*PROBLEM REQUIREMENTS:* Copy word for word the data from the line with "Target: billowing smoke" through the end, including both that line and the last one.

*PROVIDED DATA:*
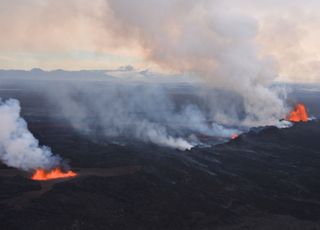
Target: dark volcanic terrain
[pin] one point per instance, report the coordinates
(265, 179)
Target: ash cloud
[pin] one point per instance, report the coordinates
(214, 44)
(18, 147)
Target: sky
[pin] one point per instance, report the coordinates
(105, 34)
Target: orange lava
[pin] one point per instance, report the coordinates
(299, 114)
(56, 173)
(234, 136)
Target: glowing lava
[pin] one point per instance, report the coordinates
(299, 114)
(56, 173)
(234, 136)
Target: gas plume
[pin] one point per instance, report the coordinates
(213, 44)
(18, 147)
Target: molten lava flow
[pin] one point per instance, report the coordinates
(234, 136)
(56, 173)
(299, 114)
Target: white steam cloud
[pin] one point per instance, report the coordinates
(216, 44)
(18, 147)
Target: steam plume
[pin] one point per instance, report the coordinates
(18, 147)
(203, 38)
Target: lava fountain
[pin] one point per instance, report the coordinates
(234, 136)
(299, 114)
(57, 173)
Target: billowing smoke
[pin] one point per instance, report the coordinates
(129, 109)
(209, 41)
(204, 40)
(18, 147)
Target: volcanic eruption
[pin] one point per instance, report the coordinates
(299, 114)
(57, 173)
(20, 149)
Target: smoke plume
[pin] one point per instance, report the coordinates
(18, 147)
(210, 42)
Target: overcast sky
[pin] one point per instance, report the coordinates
(82, 34)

*TASK OUTPUT:*
Target: billowing smoke
[pin] one point per instance, report the coordinates
(129, 109)
(209, 41)
(204, 40)
(18, 147)
Target: volcanic eruption
[pin] one point per instance, report the coordinates
(299, 114)
(57, 173)
(20, 149)
Target: smoke plume
[pin] one point per instance, report the coordinates
(18, 147)
(210, 42)
Target: overcast sky
[pin] one point per instance, report the coordinates
(82, 34)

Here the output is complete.